--- Texto de origem ---

O Brasil é a potência natural das águas, com 13% de toda água doce do planeta, perfazendo 5,4 trilhões de metros cúbicos. Mas é desigualmente distribuída: 70% na região amazônica, 15% no Centro-Oeste, 6% no Sul e no Sudeste e 3% no Nordeste. Apesar da abundância, não sabemos usar a água, pois 46% dela são desperdiçados, o que daria para abastecer toda a França, a Bélgica, a Suíça e o Norte da Itália. É urgente, portanto, um novo padrão cultural.
Dois problemas têm criado o “estresse mundial da água”: sua sistemática poluição associada à destruição da biomassa que garante a perpetuidade das águas correntes e a falta generalizada de cuidado no uso da gota d’água disponível. Ensina Aldo Rebouças: é mais importante saber usar a gota d’água disponível do que ostentar sua abundância. Por ser um bem escasso, nota-se corrida desenfreada à posse privada da água doce. Quem controla a água controla a vida. Quem controla a vida detém o poder.

--- Amostra dos dados ---

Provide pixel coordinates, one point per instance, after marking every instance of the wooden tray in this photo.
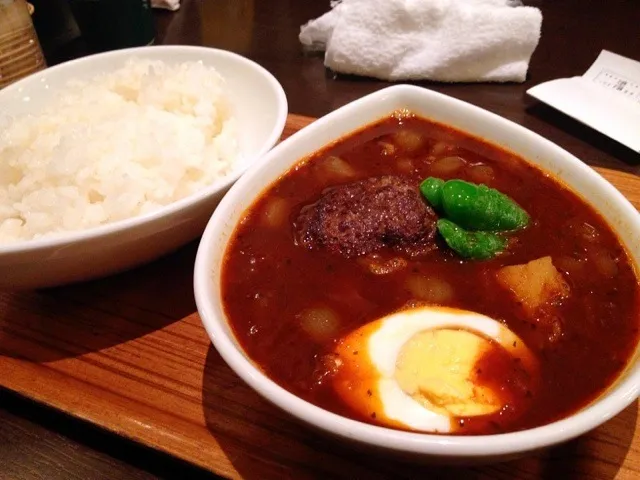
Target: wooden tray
(128, 353)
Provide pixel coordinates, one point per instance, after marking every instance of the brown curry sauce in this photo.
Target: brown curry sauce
(267, 279)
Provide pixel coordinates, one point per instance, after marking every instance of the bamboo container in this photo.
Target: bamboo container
(20, 52)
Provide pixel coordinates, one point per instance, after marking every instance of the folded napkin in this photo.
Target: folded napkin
(442, 40)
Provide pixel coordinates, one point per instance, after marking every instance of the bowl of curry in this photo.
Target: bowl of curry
(414, 273)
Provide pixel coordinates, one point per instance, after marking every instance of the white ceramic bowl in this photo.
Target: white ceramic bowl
(260, 106)
(622, 216)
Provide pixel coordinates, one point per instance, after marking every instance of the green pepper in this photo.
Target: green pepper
(473, 245)
(431, 188)
(474, 207)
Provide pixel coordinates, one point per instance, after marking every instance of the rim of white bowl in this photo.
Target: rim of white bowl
(65, 238)
(615, 399)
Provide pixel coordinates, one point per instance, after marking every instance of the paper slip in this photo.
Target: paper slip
(606, 97)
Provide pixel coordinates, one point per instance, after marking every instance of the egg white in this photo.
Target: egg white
(384, 340)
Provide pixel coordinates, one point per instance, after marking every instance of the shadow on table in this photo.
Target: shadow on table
(65, 322)
(584, 133)
(263, 442)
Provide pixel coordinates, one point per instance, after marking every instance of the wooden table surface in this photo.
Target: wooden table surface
(37, 442)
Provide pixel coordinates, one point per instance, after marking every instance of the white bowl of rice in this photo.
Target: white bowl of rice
(113, 160)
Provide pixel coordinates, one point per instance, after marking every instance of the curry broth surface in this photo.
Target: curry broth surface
(267, 280)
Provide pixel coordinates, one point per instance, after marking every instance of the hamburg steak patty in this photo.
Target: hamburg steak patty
(361, 217)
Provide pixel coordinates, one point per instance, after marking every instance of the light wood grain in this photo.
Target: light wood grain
(128, 353)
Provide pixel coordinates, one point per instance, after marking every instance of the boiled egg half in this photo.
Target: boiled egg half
(417, 369)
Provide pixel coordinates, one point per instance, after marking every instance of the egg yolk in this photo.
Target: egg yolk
(437, 368)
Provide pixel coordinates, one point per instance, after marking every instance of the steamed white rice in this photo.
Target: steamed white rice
(118, 146)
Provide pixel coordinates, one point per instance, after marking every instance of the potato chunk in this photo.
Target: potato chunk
(534, 284)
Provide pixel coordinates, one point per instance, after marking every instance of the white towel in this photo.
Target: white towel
(172, 5)
(441, 40)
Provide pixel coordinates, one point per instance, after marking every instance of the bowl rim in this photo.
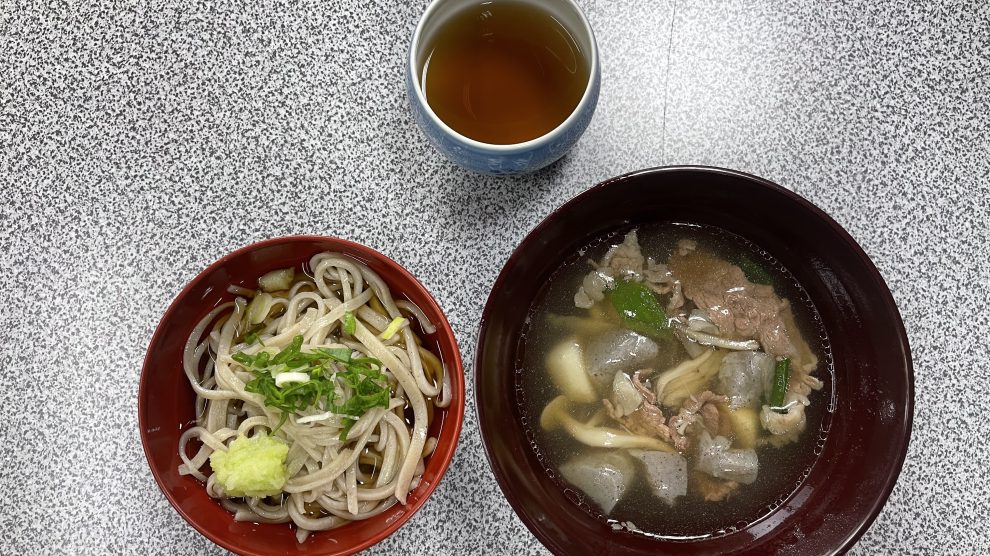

---

* _Requisitos da tarefa_:
Reescreva, por favor, o trecho do texto sobre a água doce no Brasil entre "O Brasil é a" e "novo padrão cultural.", inclusive, substituindo "desperdiçados" por "jogados fora".

* _Resposta completa_:
O Brasil é a potência natural das águas, com 13% de toda água doce do planeta, perfazendo 5,4 trilhões de metros cúbicos. Mas é desigualmente distribuída: 70% na região amazônica, 15% no Centro-Oeste, 6% no Sul e no Sudeste e 3% no Nordeste. Apesar da abundância, não sabemos usar a água, pois 46% dela são jogados fora, o que daria para abastecer toda a França, a Bélgica, a Suíça e o Norte da Itália. É urgente, portanto, um novo padrão cultural.